## EXERCISE
Starting with the line that contains "Practice. Find the dark uniform", copy every line through the end of the data below, exactly and with nothing added.

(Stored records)
[Start of Attachment]
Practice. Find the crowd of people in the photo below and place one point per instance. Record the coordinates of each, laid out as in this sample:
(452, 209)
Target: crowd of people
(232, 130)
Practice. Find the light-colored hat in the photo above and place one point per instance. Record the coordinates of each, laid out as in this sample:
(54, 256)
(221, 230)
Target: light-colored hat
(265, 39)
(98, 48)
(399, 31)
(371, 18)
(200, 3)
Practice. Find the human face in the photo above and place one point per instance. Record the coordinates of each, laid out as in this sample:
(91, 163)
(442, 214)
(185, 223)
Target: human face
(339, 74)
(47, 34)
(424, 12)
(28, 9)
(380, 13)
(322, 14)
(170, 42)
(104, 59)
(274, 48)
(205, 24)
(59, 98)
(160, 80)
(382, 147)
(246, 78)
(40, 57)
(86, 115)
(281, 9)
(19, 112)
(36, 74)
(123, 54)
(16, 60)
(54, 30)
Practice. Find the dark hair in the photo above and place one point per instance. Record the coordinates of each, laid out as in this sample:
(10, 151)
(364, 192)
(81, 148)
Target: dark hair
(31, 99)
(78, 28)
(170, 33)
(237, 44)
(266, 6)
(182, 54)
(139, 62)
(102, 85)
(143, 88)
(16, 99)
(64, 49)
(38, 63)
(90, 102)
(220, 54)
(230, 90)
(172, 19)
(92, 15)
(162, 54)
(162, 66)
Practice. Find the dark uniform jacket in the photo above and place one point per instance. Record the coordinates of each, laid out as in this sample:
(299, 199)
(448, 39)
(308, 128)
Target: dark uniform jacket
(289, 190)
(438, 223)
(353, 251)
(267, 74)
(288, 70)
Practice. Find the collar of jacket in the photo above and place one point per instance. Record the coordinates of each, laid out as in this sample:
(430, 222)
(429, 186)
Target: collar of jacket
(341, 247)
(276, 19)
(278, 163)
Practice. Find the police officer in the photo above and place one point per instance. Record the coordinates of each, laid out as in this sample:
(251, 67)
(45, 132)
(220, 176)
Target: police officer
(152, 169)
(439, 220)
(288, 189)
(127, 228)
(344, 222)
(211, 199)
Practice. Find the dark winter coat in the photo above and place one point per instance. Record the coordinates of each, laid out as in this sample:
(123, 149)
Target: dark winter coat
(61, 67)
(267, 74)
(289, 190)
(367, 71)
[End of Attachment]
## ANSWER BOX
Practice. Find the dark uniform jacket in the photo above and place one point per instance. Record the coordinates of each, laid out as in this sample:
(299, 199)
(448, 39)
(308, 128)
Target: dark uniform jacket
(289, 190)
(438, 223)
(353, 251)
(267, 74)
(288, 70)
Practice. Find the collar of jacket in the photo above and place one point per instance. Record the coordinates of each, laid out as in this sample:
(430, 222)
(429, 186)
Target: collar of jacket
(341, 247)
(276, 19)
(278, 163)
Practice. Find the police officer in the photo above and place one point per instance. Record the coordinates of each, laid out as in this sample:
(251, 67)
(45, 132)
(220, 176)
Target: police officer
(152, 169)
(439, 220)
(288, 189)
(127, 228)
(344, 222)
(211, 199)
Practice. Find the dark winter coat in the photo above and place one point per instance. Record the coordinates of each, laid out as in this sample:
(123, 149)
Target: dark winter coat
(61, 67)
(267, 74)
(289, 190)
(367, 71)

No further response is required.